* _To do_:
Return the run of lines below that opens with the line containing "Target: power line" and closes with the line containing "Where can the bus emblem", keeping each one exact.

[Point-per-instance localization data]
┄┄┄┄┄┄
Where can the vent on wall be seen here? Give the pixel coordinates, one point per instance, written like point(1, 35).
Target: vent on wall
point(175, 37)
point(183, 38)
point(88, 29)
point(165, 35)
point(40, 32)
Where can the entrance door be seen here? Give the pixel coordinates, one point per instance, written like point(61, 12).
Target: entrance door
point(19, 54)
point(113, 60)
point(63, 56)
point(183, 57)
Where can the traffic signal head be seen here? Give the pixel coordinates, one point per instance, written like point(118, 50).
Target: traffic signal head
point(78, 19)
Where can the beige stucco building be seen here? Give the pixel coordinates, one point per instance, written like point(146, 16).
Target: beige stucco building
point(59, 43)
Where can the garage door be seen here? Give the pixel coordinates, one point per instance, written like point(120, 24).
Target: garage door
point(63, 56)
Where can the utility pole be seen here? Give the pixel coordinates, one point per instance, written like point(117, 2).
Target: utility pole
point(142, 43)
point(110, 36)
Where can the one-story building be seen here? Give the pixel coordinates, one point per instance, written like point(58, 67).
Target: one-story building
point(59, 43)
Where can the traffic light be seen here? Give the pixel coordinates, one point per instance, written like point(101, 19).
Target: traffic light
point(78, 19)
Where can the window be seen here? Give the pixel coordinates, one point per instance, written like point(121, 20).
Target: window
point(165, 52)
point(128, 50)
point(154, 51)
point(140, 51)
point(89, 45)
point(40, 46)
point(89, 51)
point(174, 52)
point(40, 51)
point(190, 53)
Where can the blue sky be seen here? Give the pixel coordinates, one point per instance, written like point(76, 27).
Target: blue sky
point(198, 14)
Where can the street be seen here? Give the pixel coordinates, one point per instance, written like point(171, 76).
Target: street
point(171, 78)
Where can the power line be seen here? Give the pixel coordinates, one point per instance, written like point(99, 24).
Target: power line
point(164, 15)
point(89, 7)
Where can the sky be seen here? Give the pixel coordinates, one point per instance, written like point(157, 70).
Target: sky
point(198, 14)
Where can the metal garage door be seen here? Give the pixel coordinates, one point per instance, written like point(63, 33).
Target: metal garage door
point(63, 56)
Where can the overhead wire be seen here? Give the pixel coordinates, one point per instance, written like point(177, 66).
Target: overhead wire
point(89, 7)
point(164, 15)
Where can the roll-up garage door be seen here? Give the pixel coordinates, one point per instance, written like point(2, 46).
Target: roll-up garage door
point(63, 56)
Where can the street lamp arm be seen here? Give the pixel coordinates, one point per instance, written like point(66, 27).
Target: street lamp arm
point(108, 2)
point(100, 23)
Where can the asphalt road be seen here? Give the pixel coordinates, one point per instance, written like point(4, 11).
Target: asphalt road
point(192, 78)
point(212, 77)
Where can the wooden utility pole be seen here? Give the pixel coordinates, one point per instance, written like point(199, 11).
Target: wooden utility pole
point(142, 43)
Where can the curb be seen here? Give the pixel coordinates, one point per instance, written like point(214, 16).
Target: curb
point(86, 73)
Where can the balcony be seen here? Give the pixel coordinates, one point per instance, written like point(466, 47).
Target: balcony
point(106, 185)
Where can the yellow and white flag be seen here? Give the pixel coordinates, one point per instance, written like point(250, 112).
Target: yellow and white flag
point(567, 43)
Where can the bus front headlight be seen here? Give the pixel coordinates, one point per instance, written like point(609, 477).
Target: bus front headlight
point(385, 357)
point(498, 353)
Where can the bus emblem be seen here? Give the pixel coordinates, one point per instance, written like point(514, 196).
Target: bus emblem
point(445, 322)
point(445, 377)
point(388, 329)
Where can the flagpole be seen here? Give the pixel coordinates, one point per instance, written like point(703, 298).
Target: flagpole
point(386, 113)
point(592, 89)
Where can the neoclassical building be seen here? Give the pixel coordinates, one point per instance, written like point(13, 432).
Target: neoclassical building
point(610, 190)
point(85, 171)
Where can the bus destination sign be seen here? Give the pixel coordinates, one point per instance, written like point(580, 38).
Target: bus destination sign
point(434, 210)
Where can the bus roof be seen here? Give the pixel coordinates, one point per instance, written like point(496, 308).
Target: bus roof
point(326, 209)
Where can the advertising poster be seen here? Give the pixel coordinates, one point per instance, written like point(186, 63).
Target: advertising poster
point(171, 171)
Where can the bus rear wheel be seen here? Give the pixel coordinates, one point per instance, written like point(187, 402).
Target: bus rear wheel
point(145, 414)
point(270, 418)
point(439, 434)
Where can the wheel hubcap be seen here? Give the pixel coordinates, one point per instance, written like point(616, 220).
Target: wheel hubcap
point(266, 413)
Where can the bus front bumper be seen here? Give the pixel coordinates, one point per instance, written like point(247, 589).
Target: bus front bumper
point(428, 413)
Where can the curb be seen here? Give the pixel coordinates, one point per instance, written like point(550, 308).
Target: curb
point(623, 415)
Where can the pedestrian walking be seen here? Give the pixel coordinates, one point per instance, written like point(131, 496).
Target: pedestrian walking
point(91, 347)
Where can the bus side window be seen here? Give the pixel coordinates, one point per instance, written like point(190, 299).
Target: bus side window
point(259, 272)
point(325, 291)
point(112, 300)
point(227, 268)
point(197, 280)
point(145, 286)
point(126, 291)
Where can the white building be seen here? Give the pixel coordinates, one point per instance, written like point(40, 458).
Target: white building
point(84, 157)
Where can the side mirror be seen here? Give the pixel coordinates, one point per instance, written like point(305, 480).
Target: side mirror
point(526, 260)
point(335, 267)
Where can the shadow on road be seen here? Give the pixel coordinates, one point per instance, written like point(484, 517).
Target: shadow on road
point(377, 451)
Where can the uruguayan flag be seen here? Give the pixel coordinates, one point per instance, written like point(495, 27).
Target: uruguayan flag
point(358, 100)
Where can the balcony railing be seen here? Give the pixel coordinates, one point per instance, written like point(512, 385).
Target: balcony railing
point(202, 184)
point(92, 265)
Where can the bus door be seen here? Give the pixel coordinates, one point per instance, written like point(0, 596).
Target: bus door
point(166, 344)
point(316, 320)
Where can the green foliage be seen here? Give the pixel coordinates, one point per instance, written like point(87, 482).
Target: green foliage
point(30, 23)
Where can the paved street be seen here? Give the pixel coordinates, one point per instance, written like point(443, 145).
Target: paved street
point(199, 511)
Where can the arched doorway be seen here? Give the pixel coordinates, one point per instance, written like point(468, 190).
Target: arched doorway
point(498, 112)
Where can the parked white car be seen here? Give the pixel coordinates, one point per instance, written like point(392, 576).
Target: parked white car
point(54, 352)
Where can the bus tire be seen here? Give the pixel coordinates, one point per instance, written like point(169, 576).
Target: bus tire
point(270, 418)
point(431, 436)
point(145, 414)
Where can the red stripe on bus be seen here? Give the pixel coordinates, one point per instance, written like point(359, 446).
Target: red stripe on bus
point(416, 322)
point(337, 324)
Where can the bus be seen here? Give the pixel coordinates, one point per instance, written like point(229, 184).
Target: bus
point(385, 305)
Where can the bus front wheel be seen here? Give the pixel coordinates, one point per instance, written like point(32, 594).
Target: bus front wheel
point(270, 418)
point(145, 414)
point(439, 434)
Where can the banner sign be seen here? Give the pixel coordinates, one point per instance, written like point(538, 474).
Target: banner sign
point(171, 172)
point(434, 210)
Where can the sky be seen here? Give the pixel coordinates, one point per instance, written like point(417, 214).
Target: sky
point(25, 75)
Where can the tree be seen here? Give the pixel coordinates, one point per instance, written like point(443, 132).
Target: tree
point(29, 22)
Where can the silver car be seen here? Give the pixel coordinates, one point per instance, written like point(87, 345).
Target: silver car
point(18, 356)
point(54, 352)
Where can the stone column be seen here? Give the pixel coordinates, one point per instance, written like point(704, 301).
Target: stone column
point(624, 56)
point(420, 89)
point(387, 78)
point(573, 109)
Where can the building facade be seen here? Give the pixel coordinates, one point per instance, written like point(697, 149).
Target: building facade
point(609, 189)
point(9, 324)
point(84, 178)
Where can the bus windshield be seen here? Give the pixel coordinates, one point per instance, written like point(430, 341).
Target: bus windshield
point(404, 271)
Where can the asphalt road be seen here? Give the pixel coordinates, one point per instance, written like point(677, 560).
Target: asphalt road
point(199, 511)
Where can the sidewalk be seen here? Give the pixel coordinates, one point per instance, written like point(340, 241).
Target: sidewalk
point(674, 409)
┄┄┄┄┄┄
* _Result_:
Target: power line
point(164, 15)
point(89, 7)
Where can the sky be seen here? Give the pixel coordinates, one point per instance, written like point(157, 70).
Target: sky
point(198, 14)
Where can the metal garage door be seen here? Give the pixel coordinates, one point per instance, written like point(63, 33).
Target: metal garage door
point(63, 56)
Where can the overhead wire be seen here? Give the pixel coordinates, one point per instance, written like point(177, 66).
Target: overhead wire
point(89, 7)
point(164, 15)
Where can the roll-up garage door be seen here? Give the pixel coordinates, one point per instance, written like point(2, 46).
Target: roll-up garage door
point(63, 56)
Where can the street lamp arm be seen here? Give the pixel coordinates, one point per instance, written like point(66, 27).
Target: street lamp arm
point(108, 2)
point(100, 23)
Where can the asphalt road be seen here? Give the pixel coordinates, one point per instance, written like point(4, 11).
Target: asphalt road
point(192, 78)
point(212, 77)
Where can the wooden utility pole be seen here? Give the pixel coordinates, one point per instance, written like point(199, 11).
Target: wooden utility pole
point(142, 43)
Where can the curb be seen here? Give the pixel coordinates, one point per instance, written like point(214, 16).
Target: curb
point(86, 73)
Where can the balcony be seen here? Give the pixel coordinates, one point per instance, written like point(466, 47).
Target: balcony
point(106, 185)
Where can the yellow and white flag be seen here? Give the pixel coordinates, one point per instance, written like point(250, 112).
Target: yellow and white flag
point(567, 43)
Where can the bus front headlight be seen here? Give the pixel coordinates, one point per instance, written like point(609, 477).
Target: bus front headlight
point(385, 357)
point(498, 353)
Where can the bus emblem be seen here? Give the pixel coordinates, one point per instance, written like point(514, 196).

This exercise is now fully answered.